* _WHAT IS BEING ASKED_: Return every line in the entries below that contains the word "black".

* _ITEMS_:
* Start *
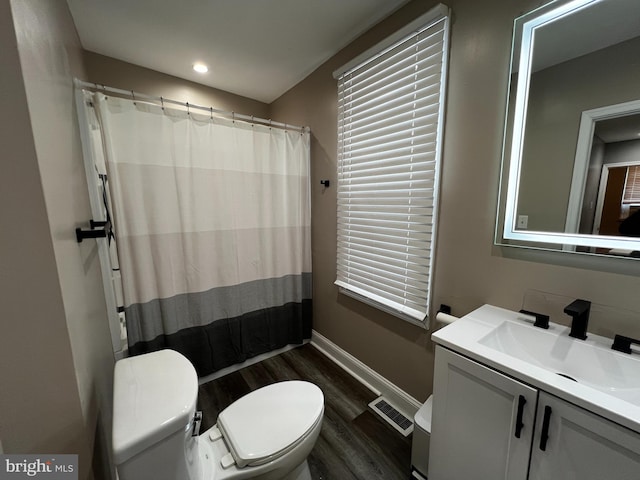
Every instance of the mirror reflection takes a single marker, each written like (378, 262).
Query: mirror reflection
(572, 143)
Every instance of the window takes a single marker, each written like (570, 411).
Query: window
(390, 122)
(632, 185)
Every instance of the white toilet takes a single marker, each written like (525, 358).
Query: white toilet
(266, 434)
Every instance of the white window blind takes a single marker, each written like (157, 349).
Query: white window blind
(632, 185)
(390, 116)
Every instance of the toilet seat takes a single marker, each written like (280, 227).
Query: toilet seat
(267, 423)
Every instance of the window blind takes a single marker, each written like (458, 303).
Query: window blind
(632, 185)
(390, 115)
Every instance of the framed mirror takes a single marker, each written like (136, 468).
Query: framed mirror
(572, 136)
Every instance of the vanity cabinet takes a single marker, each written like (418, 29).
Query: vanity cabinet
(581, 445)
(487, 425)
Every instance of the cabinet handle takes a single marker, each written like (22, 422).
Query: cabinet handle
(544, 435)
(521, 402)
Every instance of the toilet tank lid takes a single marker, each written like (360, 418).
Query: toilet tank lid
(154, 395)
(267, 421)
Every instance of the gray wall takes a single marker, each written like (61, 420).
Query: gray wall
(470, 271)
(57, 364)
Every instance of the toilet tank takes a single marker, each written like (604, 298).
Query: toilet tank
(154, 402)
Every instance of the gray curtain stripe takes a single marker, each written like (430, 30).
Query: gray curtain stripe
(203, 308)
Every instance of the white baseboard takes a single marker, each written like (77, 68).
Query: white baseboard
(238, 366)
(402, 401)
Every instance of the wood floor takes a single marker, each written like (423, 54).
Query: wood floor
(354, 442)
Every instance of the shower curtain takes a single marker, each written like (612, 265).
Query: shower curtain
(212, 222)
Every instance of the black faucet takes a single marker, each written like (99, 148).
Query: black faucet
(579, 312)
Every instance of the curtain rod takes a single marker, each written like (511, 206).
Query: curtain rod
(161, 100)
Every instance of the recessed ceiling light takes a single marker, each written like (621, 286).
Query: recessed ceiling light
(200, 67)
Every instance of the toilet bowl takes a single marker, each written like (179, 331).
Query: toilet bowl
(266, 435)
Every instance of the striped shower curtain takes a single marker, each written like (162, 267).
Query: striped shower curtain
(212, 222)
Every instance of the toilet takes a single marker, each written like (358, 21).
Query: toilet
(267, 434)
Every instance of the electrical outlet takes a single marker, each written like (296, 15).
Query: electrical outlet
(523, 221)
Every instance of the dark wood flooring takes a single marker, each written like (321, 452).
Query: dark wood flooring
(354, 442)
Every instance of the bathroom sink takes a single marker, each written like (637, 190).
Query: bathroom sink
(591, 363)
(587, 373)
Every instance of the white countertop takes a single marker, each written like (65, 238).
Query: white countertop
(466, 334)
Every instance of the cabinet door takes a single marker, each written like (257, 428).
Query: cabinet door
(482, 423)
(572, 443)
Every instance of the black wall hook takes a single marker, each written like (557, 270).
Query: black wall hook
(93, 233)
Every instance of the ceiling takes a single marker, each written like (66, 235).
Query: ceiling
(254, 48)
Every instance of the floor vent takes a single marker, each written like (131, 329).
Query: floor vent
(392, 416)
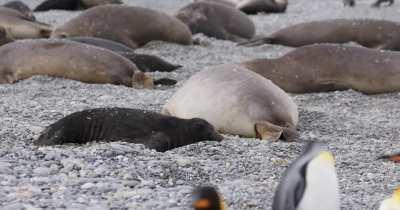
* End *
* _FULL SOLUTION_:
Every instance of the black faucet takes a single marker, each written like (99, 148).
Query: black faucet
Every instance of the black wall hook takes a single marker, each written like (557, 270).
Query: black wall hook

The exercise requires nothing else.